- _Task statement_
From the post on probation for forging a court order, copy out word for word the passage between "In the wake" and "lawyer was discharged.", inclusive.

- _Document_
━━━━
Wednesday, March 12, 2008

Probation For Forging Court Order

In the wake of yesterday's post on crack cocaine addiction as possible mitigation comes an order from the Pennsylvania Supreme Court. The court approved a recommendation of supervised probation in a case where the lawyer previously had been arrested and convicted of possession of heroin and cocaine. The Disciplinary Board imposed a private reprimand and two years probation as discipline for the conviction in 2006.

The misconduct here related to the attorney's handling of a civil action for a client. The client (who was aware of the lawyer's arrest) wanted the lawyer to press for answers to discovery from the other side that were overdue. The lawyer did not so. The client sought confirmation. In response, the lawyer fabricated a court order that purported to grant the relief that the client desired. Thereafter, the lawyer was discharged.
━━━━
- _Record list_
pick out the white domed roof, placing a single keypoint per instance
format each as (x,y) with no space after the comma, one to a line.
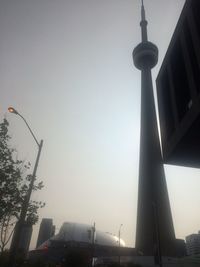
(83,233)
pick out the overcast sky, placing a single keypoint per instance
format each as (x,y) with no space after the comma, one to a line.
(66,66)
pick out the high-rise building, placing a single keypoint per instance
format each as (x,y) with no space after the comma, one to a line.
(193,244)
(47,229)
(155,231)
(178,91)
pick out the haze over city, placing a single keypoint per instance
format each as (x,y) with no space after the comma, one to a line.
(67,67)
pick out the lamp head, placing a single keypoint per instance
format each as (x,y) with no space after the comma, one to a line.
(12,110)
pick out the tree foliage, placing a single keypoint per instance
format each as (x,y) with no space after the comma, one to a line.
(14,183)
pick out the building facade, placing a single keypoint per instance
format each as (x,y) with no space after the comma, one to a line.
(193,244)
(47,230)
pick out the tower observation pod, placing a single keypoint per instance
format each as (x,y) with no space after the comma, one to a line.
(155,231)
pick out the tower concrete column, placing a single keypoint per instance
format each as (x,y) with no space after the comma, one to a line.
(155,232)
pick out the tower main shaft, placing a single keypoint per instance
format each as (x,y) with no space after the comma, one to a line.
(155,229)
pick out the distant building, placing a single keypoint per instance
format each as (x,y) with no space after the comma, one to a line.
(78,238)
(25,238)
(193,244)
(47,230)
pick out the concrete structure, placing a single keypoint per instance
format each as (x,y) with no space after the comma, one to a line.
(155,232)
(178,89)
(83,233)
(46,231)
(79,238)
(25,238)
(193,244)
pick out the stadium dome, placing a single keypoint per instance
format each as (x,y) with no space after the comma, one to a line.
(77,232)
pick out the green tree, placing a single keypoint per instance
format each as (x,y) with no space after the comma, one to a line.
(14,183)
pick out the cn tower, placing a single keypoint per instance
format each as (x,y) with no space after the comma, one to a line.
(155,230)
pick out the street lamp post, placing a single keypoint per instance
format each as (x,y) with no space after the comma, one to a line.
(119,243)
(22,217)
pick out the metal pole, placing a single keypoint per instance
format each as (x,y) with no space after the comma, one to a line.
(21,221)
(120,244)
(93,244)
(157,253)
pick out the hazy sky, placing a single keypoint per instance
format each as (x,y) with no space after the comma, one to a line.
(66,65)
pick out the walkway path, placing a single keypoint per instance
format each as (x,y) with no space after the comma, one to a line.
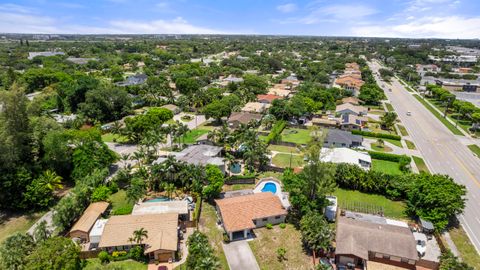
(240,256)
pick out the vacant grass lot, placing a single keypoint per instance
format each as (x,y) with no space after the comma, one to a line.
(265,246)
(208,226)
(191,136)
(385,166)
(449,125)
(296,135)
(282,160)
(10,224)
(95,264)
(422,167)
(475,149)
(465,247)
(393,209)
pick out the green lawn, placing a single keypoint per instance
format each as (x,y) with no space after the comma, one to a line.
(393,209)
(380,148)
(403,130)
(95,264)
(192,135)
(120,203)
(110,137)
(475,149)
(439,116)
(208,226)
(410,145)
(385,166)
(389,107)
(11,224)
(282,160)
(422,167)
(284,149)
(296,135)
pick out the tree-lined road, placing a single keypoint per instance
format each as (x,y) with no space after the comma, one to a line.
(443,152)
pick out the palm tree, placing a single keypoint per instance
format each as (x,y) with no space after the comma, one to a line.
(51,180)
(139,235)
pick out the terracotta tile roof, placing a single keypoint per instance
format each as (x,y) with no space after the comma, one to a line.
(89,216)
(268,97)
(161,228)
(239,212)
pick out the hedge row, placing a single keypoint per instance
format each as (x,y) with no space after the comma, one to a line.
(389,157)
(377,135)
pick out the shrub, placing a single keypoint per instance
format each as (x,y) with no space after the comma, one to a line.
(104,257)
(377,135)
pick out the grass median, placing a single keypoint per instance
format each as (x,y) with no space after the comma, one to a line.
(445,122)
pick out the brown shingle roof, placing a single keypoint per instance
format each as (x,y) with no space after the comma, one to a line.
(239,212)
(90,215)
(161,228)
(359,237)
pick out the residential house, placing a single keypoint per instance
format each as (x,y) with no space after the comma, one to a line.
(267,98)
(200,154)
(238,118)
(348,108)
(346,155)
(352,122)
(239,215)
(255,107)
(374,244)
(81,228)
(160,244)
(341,138)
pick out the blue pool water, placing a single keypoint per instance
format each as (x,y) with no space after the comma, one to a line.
(159,199)
(270,187)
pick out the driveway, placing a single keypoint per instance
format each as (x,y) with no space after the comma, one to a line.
(240,256)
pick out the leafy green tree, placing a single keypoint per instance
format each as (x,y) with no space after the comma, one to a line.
(14,251)
(215,179)
(436,198)
(55,253)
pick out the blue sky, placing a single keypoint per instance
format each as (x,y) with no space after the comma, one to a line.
(384,18)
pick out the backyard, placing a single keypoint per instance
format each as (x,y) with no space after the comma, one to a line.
(269,240)
(386,166)
(393,209)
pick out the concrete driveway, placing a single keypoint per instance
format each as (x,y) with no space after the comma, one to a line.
(240,256)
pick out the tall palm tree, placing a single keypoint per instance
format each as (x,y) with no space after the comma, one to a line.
(51,180)
(139,235)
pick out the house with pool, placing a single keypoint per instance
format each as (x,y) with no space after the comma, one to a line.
(240,214)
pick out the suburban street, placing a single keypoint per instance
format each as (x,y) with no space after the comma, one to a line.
(443,152)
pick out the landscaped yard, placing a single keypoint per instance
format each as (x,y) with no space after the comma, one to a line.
(410,145)
(95,264)
(296,135)
(283,160)
(475,149)
(420,164)
(393,209)
(439,116)
(283,148)
(265,247)
(465,247)
(385,166)
(208,226)
(120,204)
(192,136)
(16,223)
(110,137)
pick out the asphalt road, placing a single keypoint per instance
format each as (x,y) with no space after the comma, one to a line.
(443,152)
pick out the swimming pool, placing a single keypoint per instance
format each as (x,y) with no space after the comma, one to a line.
(159,199)
(270,187)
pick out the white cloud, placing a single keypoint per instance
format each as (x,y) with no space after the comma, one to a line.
(287,8)
(426,27)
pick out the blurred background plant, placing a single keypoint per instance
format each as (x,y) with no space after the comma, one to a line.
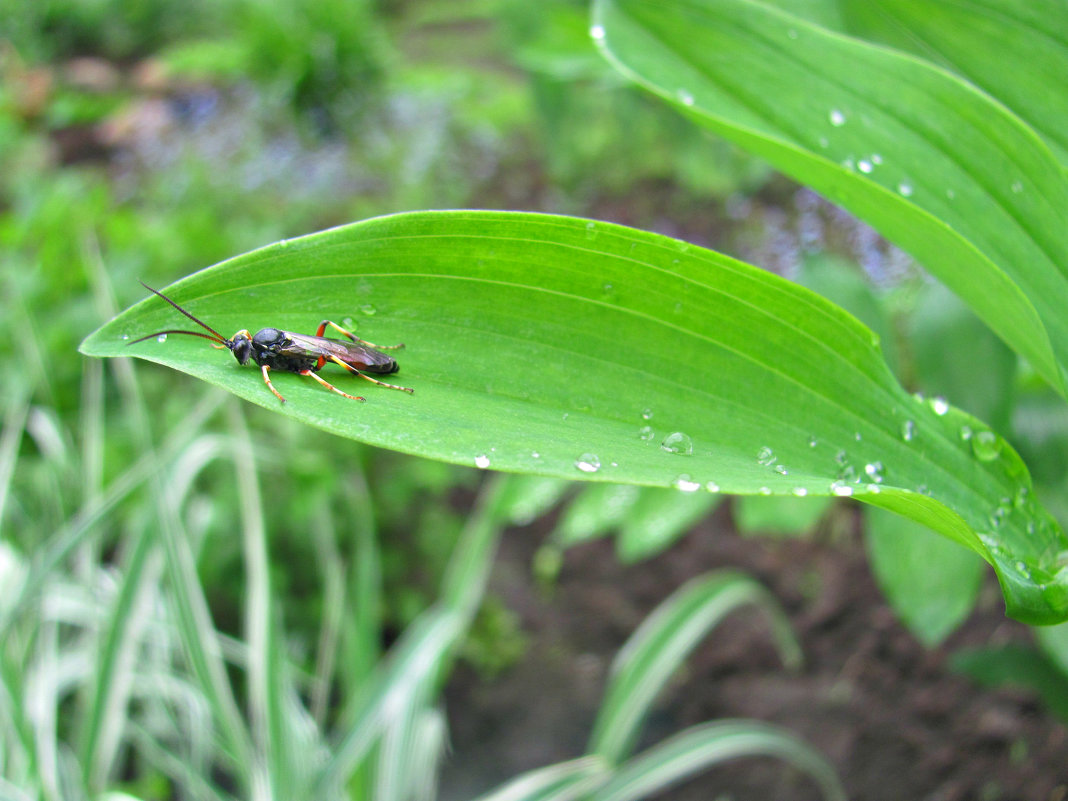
(146,140)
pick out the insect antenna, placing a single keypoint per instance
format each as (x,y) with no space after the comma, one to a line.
(216,336)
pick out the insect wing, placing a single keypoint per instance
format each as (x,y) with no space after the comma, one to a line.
(357,356)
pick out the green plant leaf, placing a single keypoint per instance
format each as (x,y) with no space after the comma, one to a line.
(977,40)
(547,345)
(700,748)
(930,584)
(655,652)
(935,165)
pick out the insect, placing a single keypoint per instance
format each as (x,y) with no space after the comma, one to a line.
(272,348)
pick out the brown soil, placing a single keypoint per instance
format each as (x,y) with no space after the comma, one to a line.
(892,717)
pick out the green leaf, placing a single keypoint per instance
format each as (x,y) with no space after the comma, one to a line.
(547,345)
(1015,51)
(560,782)
(935,165)
(700,748)
(778,515)
(930,584)
(656,650)
(658,518)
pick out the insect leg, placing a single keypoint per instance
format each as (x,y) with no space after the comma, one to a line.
(350,368)
(330,386)
(270,386)
(352,336)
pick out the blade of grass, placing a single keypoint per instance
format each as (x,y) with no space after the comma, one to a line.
(561,782)
(935,165)
(655,652)
(700,748)
(509,319)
━━━━
- _Solution to the problem_
In the wake of yesterday's post on crack cocaine addiction as possible mitigation comes an order from the Pennsylvania Supreme Court. The court approved a recommendation of supervised probation in a case where the lawyer previously had been arrested and convicted of possession of heroin and cocaine. The Disciplinary Board imposed a private reprimand and two years probation as discipline for the conviction in 2006.

The misconduct here related to the attorney's handling of a civil action for a client. The client (who was aware of the lawyer's arrest) wanted the lawyer to press for answers to discovery from the other side that were overdue. The lawyer did not so. The client sought confirmation. In response, the lawyer fabricated a court order that purported to grant the relief that the client desired. Thereafter, the lawyer was discharged.